WRITTEN EXERCISE.
Please print each of the following records line for line, with no changes at all.

SUPPLIED MATERIAL.

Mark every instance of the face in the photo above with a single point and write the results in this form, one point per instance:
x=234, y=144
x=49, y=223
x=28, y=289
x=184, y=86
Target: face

RESULT OF THE EXERCISE.
Mark every instance of the face in the photo above with a single point and write the results in this form, one point per instance:
x=234, y=144
x=49, y=223
x=28, y=289
x=184, y=86
Target: face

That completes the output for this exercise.